> **Aim of the exercise**
After locating the line containing "Shelf-audit task: drop a dot on every instance of the woman.", restate that line and each one after it exactly, through the last line of the material.
= Beginning of Section =
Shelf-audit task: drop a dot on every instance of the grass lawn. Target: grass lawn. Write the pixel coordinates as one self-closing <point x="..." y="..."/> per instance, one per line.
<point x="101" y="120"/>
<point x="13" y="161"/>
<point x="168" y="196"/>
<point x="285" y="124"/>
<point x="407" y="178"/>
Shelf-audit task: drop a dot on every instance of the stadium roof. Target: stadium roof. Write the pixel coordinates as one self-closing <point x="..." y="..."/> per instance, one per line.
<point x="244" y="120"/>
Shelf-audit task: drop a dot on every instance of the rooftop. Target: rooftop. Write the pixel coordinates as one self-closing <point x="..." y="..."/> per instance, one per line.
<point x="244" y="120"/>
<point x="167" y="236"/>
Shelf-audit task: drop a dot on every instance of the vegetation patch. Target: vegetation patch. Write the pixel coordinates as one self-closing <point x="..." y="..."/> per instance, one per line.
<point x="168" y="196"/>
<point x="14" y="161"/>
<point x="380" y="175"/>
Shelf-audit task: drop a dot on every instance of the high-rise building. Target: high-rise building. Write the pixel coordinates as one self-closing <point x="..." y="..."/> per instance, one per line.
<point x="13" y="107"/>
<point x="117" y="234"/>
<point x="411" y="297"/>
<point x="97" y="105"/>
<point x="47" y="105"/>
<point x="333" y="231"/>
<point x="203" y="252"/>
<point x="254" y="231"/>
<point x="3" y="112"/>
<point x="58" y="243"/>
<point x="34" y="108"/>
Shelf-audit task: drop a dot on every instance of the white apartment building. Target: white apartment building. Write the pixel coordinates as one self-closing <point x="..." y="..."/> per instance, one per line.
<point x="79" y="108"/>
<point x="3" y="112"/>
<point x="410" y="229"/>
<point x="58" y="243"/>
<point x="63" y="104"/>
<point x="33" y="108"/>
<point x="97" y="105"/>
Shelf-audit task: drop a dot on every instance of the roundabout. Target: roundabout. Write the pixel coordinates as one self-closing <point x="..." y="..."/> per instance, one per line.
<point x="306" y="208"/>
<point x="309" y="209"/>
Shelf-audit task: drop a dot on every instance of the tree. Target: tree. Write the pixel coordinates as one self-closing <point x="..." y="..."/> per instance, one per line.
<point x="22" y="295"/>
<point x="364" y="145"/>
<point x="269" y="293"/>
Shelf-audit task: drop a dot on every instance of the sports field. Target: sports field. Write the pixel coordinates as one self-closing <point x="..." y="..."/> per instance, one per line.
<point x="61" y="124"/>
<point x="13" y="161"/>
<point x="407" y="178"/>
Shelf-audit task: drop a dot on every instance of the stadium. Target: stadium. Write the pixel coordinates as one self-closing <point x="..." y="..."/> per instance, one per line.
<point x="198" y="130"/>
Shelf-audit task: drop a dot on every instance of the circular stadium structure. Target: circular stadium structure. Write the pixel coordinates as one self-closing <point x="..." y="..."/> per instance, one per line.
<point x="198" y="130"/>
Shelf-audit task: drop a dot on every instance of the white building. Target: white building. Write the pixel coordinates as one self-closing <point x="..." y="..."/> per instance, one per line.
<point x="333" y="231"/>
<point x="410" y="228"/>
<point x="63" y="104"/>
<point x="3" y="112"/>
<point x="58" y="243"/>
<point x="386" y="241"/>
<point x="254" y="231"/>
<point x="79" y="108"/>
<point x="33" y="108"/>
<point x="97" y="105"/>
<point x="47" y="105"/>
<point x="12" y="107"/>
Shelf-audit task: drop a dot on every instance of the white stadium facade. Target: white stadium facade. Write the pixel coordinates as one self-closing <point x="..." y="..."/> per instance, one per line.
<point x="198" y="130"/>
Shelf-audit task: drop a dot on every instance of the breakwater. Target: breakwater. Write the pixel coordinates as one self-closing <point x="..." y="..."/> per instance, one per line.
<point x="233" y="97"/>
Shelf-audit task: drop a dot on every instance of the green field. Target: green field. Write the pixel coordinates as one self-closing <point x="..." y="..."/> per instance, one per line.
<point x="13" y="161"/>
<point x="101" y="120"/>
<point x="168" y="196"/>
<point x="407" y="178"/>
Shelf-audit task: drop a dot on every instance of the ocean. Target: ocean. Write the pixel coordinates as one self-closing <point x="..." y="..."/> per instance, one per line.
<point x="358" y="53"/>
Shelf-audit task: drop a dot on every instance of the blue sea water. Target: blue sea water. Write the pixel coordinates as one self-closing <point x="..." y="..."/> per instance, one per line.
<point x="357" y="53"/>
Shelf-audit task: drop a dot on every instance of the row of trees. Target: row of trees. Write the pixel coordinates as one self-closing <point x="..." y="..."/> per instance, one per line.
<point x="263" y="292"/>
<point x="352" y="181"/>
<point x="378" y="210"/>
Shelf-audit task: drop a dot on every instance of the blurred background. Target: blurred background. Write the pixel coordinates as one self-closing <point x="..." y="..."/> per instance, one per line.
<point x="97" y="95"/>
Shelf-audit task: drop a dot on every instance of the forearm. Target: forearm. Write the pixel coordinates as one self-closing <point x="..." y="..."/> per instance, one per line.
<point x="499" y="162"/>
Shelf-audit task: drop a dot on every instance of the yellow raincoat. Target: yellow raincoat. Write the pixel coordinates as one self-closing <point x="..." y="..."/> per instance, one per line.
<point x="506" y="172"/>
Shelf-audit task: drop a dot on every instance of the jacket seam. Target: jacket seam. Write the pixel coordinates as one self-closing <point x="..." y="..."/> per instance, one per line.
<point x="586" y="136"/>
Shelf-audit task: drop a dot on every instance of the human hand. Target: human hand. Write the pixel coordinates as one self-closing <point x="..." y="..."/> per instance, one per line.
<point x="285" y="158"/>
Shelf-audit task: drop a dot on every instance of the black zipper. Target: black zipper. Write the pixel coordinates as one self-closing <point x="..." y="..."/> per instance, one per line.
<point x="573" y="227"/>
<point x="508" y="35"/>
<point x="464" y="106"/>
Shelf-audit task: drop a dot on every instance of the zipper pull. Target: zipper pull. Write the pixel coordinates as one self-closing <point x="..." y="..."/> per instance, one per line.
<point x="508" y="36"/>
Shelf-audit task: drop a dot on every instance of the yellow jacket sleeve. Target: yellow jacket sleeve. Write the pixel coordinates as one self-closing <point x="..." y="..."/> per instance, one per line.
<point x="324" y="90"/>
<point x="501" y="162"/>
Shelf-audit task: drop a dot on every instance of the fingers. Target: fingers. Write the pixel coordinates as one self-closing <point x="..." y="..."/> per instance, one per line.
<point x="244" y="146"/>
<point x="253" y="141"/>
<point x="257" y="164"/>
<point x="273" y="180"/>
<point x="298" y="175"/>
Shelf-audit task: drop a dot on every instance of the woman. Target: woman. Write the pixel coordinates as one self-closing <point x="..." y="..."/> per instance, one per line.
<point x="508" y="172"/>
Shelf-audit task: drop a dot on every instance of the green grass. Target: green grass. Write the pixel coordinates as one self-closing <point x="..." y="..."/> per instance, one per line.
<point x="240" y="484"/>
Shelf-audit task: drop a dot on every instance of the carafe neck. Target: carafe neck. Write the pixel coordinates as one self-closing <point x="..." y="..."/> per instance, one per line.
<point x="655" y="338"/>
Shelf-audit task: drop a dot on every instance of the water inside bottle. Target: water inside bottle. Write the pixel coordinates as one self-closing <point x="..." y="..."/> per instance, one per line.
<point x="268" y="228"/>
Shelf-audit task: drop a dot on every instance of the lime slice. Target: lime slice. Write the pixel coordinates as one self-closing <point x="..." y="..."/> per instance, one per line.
= End of Section =
> **Exercise response**
Shelf-audit task: drop a dot on every instance of the woman. Target: woman. Write the pixel coordinates as one self-closing <point x="..." y="..."/> per instance, one per line.
<point x="508" y="172"/>
Shelf-audit task: drop a dot on every instance of the green grass. Target: green grass. Write the pixel coordinates as one self-closing <point x="..." y="..."/> per instance, one per line.
<point x="240" y="484"/>
Shelf-audit task: drop a dot on every instance of the carafe neck. Target: carafe neck. Write the pixel coordinates as one self-closing <point x="..." y="..."/> per instance, one per line.
<point x="655" y="338"/>
Shelf-audit task: drop a dot on every instance of the water inside bottle. Target: water inside bottle. Write the pixel coordinates as one self-closing <point x="..." y="..."/> per instance, one per line.
<point x="268" y="228"/>
Shelf-audit task: drop a dot on every instance of the lime slice. Target: lime slice. Write the pixel coordinates as one self-closing <point x="..." y="..."/> per instance, one per line.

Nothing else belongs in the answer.